───── TEKSTFRAGMENT ─────
Het is daarbij niet wenselijk om deze kinderen en jongeren tegen elkaar op te zetten, laat staan ze tegen elkaar af te wegen. Het is de verantwoordelijkheid van onze overheden om alle kinderen tot hun recht te laten komen. We hebben jaren geleden het Kinderrechtenverdrag goedgekeurd en dat vertrekt net van het principe dat alle kinderen even belangrijk zijn. Dat Verdrag is juridisch bindend voor ons land en schuif je dus niet even zomaar opzij.

‘Van de gezinnen die veilig in ons land aankomen, weten we dat heel wat vaders, moeders en hun kinderen kampen met zware trauma’s’

Kinderen hebben het recht op leven en ontwikkeling en van ouders verwachten we dat ze hun opvoeding hierop oriënteren. Voor heel wat ouders in Vlaanderen klinkt dat vermoedelijk heel triviaal. We zorgen daar gewoon voor, vaak zonder er al te veel bij na te denken. Het leven is voor velen een vanzelfsprekendheid. Voor ouders op de vlucht wordt deze verantwoordelijkheid een dagelijkse opdracht. De vraag hoe de overlevings- en ontwikkelingskansen van de kinderen te maximaliseren, zorgt voor pijnlijke dilemma’s.

In oorlogsgebied blijven, of een risicovolle reis wagen? Zich schikken in de eerste, vaak niet de beste opvang, of doorreizen naar een land met échte hoop op een toekomst?

Van de gezinnen die veilig in ons land aankomen, weten we dat heel wat vaders, moeders en hun kinderen kampen met zware trauma’s. Dat hoor je in de verhalen van de vele leerkrachten, opvoeders, pleeggezinnen en artsen die zich dagelijks voor deze kinderen en hun gezinnen engageren.

Dat lees je ook in de statistieken. Zo stelt Fedasil dat van de meer dan 700 minderjarigen die in 2014 zonder ouders ons land zijn binnengekomen er 36% heel kwetsbaar is. Trauma’s kunnen resulteren in suïcidepogingen en zorgen voor spanningen.
─────
UIT TE VOEREN OPDRACHTEN:
A) Herschrijf een deel van de tekst over kinderen op de vlucht, en vervang daarin "ouders" door "verzorgers". Begin bij de woorden "Kinderen hebben het" en stop na "voor pijnlijke dilemma’s.".
B) Zet de tekst over kinderen op de vlucht voort na de laatste zin.
De regels die nu volgen, staan helemaal los van de tekst.
───── VERZAMELDE GEGEVENS ─────
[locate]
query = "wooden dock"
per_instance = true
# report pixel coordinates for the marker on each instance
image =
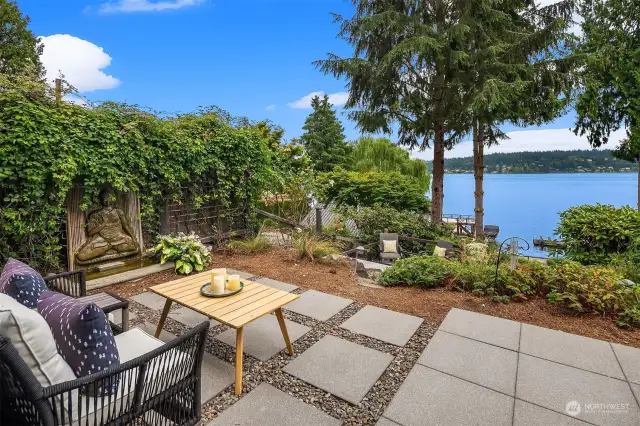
(464, 224)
─────
ANTWOORDEN:
A)
Kinderen hebben het recht op leven en ontwikkeling en van verzorgers verwachten we dat ze hun opvoeding hierop oriënteren. Voor heel wat verzorgers in Vlaanderen klinkt dat vermoedelijk heel triviaal. We zorgen daar gewoon voor, vaak zonder er al te veel bij na te denken. Het leven is voor velen een vanzelfsprekendheid. Voor verzorgers op de vlucht wordt deze verantwoordelijkheid een dagelijkse opdracht. De vraag hoe de overlevings- en ontwikkelingskansen van de kinderen te maximaliseren, zorgt voor pijnlijke dilemma’s.

B)
‘We kennen de nefaste gevolgen van langdurig leven in armoede en uitsluiting op de ontwikkelingskansen van kinderen’

We moeten ons dus vandaag vooral afvragen hoe we deze kinderen en hun gezinnen maximaal kunnen ondersteunen. We leveren hiertoe al heel wat inspanningen. Administraties en diensten onderzoeken op dit ogenblik de verschillende opvangmogelijkheden, de ‘lege plekken’ in de scholen en proberen om de bestaande expertise op het vlak van psychologische ondersteuning op meer locaties in te zetten.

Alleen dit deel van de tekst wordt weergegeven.